-- begin --

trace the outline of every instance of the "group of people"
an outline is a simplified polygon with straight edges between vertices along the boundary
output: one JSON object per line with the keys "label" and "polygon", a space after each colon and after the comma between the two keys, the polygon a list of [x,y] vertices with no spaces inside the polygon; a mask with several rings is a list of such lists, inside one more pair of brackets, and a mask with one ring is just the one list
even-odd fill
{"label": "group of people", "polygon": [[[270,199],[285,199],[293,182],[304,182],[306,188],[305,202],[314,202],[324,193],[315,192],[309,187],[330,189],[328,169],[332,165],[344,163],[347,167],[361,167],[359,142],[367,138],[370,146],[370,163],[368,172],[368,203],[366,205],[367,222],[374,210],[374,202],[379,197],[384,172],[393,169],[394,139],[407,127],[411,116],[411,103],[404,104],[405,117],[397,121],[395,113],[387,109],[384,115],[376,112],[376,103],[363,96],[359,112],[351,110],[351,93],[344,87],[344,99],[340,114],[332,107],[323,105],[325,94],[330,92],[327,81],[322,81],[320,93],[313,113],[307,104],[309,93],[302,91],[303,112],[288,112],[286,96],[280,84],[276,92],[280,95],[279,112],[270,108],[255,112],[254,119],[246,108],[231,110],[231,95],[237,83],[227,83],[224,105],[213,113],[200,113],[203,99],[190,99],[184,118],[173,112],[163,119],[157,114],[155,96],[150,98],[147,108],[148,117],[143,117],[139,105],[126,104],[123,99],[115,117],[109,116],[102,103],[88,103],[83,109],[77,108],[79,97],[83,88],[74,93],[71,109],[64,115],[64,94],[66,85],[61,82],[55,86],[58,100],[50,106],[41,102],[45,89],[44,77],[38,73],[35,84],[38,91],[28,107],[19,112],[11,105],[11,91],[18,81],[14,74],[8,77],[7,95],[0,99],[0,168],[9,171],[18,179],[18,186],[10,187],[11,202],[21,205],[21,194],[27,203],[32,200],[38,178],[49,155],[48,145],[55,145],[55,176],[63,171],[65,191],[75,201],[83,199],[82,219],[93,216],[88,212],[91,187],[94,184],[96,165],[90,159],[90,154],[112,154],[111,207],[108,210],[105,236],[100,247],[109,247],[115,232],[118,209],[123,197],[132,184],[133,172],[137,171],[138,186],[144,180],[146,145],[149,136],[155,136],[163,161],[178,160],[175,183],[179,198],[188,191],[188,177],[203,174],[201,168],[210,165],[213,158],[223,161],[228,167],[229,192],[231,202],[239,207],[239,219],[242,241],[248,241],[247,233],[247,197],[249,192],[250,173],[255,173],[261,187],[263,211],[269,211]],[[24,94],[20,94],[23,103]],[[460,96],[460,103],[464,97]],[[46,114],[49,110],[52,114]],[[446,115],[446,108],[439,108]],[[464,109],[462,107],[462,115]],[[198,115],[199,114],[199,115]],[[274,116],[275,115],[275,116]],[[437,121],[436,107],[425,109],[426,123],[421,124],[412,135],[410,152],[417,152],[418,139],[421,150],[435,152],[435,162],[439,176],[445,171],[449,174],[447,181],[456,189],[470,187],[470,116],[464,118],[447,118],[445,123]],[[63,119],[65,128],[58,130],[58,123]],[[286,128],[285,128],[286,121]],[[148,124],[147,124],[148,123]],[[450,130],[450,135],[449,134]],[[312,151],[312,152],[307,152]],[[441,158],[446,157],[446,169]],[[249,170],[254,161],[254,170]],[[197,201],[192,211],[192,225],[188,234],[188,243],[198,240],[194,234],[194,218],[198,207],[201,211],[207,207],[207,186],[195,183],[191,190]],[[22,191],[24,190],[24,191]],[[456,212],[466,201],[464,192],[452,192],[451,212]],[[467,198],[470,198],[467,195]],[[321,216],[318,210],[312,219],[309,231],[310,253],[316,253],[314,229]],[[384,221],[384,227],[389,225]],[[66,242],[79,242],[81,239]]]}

-- end --

Please put all the records above into a Markdown table with the columns Row and Line. Each non-blank line gets its own numbered row, and blank lines are left out.

▶ [Full solution]
| Row | Line |
|---|---|
| 1 | trace the outline of every instance of the "group of people" |
| 2 | an outline is a simplified polygon with straight edges between vertices along the boundary |
| 3 | output: one JSON object per line with the keys "label" and "polygon", a space after each colon and after the comma between the two keys, the polygon a list of [x,y] vertices with no spaces inside the polygon; a mask with several rings is a list of such lists, inside one more pair of brackets, and a mask with one ring is just the one list |
| 4 | even-odd fill |
| 5 | {"label": "group of people", "polygon": [[[270,199],[285,199],[293,182],[304,182],[306,188],[305,202],[314,202],[324,193],[315,192],[309,187],[330,189],[328,169],[332,165],[344,163],[347,167],[361,167],[359,142],[367,138],[370,146],[370,163],[368,172],[368,203],[366,205],[367,222],[374,210],[374,202],[379,197],[384,172],[393,169],[394,139],[407,127],[411,116],[411,103],[404,104],[405,117],[397,121],[395,113],[387,109],[384,115],[376,112],[376,103],[363,96],[359,112],[351,110],[351,93],[344,87],[344,99],[340,114],[332,107],[323,105],[325,94],[330,92],[327,81],[322,81],[320,93],[313,113],[307,104],[309,93],[302,91],[303,112],[288,112],[286,96],[280,84],[276,92],[280,95],[279,112],[270,108],[255,112],[254,119],[246,108],[231,110],[231,95],[237,83],[227,83],[224,105],[213,113],[200,113],[203,99],[190,99],[184,118],[173,112],[163,119],[157,114],[155,96],[150,98],[147,108],[148,117],[143,117],[139,105],[126,104],[123,99],[115,117],[109,116],[102,103],[88,103],[83,109],[77,108],[79,97],[83,88],[74,93],[71,109],[64,115],[64,94],[66,85],[61,82],[55,86],[58,100],[50,106],[41,102],[45,89],[44,77],[38,73],[35,84],[38,91],[28,107],[19,112],[11,105],[11,91],[18,81],[14,74],[8,77],[7,95],[0,99],[0,168],[9,171],[18,179],[18,186],[10,187],[11,202],[21,205],[21,194],[27,203],[32,200],[38,178],[49,155],[48,145],[55,145],[55,176],[63,171],[65,191],[75,201],[83,199],[82,219],[93,216],[88,212],[91,187],[94,184],[96,165],[90,159],[90,154],[112,154],[111,207],[108,210],[105,236],[100,247],[109,247],[115,232],[118,209],[123,197],[132,184],[133,172],[137,171],[138,186],[144,180],[146,145],[149,136],[155,136],[163,161],[178,160],[175,183],[179,198],[188,191],[188,177],[203,174],[201,168],[210,165],[213,158],[223,161],[228,167],[229,192],[231,202],[239,207],[239,219],[242,241],[248,241],[247,233],[247,197],[249,192],[250,173],[255,173],[261,187],[263,211],[269,211]],[[24,94],[20,94],[23,103]],[[460,96],[460,103],[464,97]],[[46,114],[49,110],[52,114]],[[446,115],[446,108],[439,108]],[[464,109],[462,107],[462,115]],[[198,115],[199,114],[199,115]],[[274,116],[275,115],[275,116]],[[437,121],[436,107],[425,109],[426,123],[421,124],[412,135],[410,152],[417,152],[418,139],[421,150],[435,152],[435,162],[439,176],[445,171],[449,174],[447,181],[456,189],[470,187],[470,116],[464,118],[447,118],[445,123]],[[63,119],[65,128],[58,130],[58,123]],[[286,128],[285,128],[286,121]],[[148,124],[147,124],[148,123]],[[450,130],[450,135],[449,134]],[[312,151],[312,152],[307,152]],[[441,158],[446,157],[446,169]],[[249,170],[254,161],[254,170]],[[197,201],[192,211],[192,225],[188,234],[188,243],[198,240],[194,234],[194,218],[198,207],[201,211],[207,207],[207,186],[195,183],[191,190]],[[22,191],[24,190],[24,191]],[[456,212],[466,201],[464,192],[452,192],[451,212]],[[467,198],[470,198],[467,195]],[[321,216],[318,210],[312,219],[309,231],[310,253],[316,253],[314,229]],[[384,221],[384,227],[389,225]],[[66,242],[79,242],[81,239]]]} |